:: WRITTEN REQUEST ::
Reproduce the text of every record below word for word, leaving out the pictures.
-------
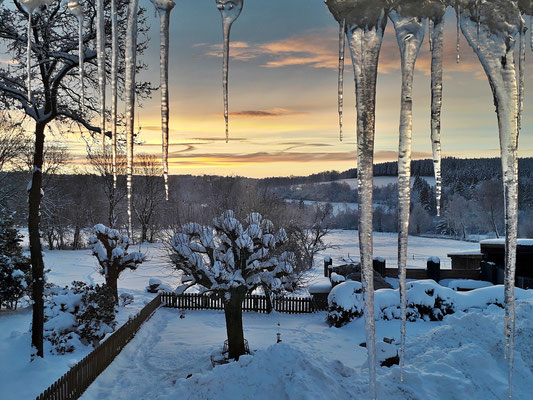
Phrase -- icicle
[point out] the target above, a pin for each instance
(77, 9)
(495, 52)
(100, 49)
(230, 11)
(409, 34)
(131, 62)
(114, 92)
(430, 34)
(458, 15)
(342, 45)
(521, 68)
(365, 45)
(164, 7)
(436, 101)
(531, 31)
-------
:: EXERCISE RESPONSE ::
Phrase -- icicle
[point out] the target above, a pin for each instance
(77, 9)
(495, 52)
(100, 49)
(230, 11)
(409, 34)
(131, 62)
(114, 92)
(430, 34)
(458, 15)
(342, 45)
(521, 68)
(365, 45)
(164, 7)
(436, 101)
(531, 31)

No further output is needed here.